→ WHAT IS REQUIRED
Extend the "Festina Lente" blog post on post-exertional malaise past its final sentence.

Saturday, November 26, 2005

Festina Lente

I have a love-hate relationship with the phrase above (which translates to "hurry, slowly," should your Latin be rusty). I love its elegance: in two words it sums up a state of grace I've rarely experienced. But I hate the smugness of its brevity. Imagine imparting this wisdom from a vantage point of perfect calm to some poor panicked slob running around in circles--or, better yet, being the poor panicked slob yourself--and I think you'll see what I mean.

I'm finding I have the same relationship with a lot of the terminology floating around to describe my symptoms. Take one of my current favorite phrases, post-exertional malaise. I felt a thunk of recognition when I came across it for the first time. I knew exactly what it meant: the weird and frightening disproportionate exhaustion that appeared without warning, the sick feeling as if my chest had gone hollow and metallic that had nothing to do with normal tiredness. How wonderful to be able to describe it so succinctly! How reassuring to find it has a name!

But, happy as I am to have found the phrase, I do have an uneasy relationship with it. Clinical economy has its price. Saying "I'm experiencing post-exertional malaise," or, even, "I find the post-exertional malaise I'm experiencing distressing," tidies up the messy reality and, alas, sounds more than a bit pretentious. The name transforms the experience, making it less frustrating and scary and pervasive than it is in real life; the phrase describes a discrete phenomenon, but when you know that running for the bus or moving a heavy box or even having a bad day at work might trigger a collapse, the fear of it becomes a constant presence.

→ DATA FOR ANALYSIS
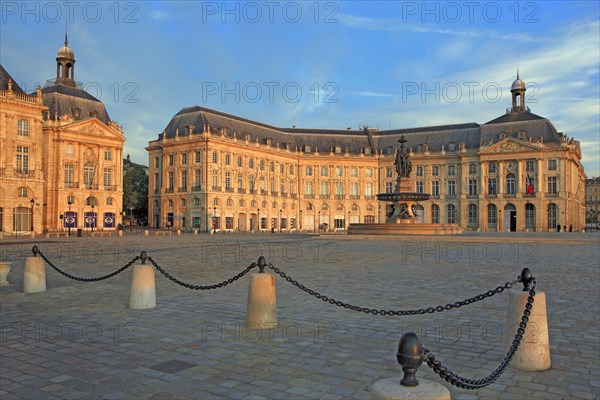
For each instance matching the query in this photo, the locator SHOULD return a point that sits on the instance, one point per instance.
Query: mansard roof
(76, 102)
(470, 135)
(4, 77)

→ ANSWER
Overall, though, I think the benefits outweigh the cost. I recognize the malaise more easily now that I have a name for it. When I first came across post-exertional malaise, I identified it as "that problem I have at the gym." Now I've come to realize that it's also a problem in my everyday life. As my energy dropped over the past year, I cut more and more items from my daily agenda, but continued checking them off at the same fast clip. Rushing out the door to work and pushing through until I came home left me too tired to do much else; cooking and cleaning became luxuries. Slowing down is helping a bit with that, although the apartment is still far from clean.

I also borrow a certain confidence from dealing with a named symptom rather than just my own experience of it. Other people have had this; I'm not just overreacting to a bit of tiredness. Other people have had this; it's probably not fatal. Other people have had this; I can learn from their experience. I'm more willing to talk about it and accommodate it, knowing that the definition is there to back me up.

So love-hate it is, and that's just fine. "Post-exertional malaise" may never come trippingly off my tongue--but it's there if I need it.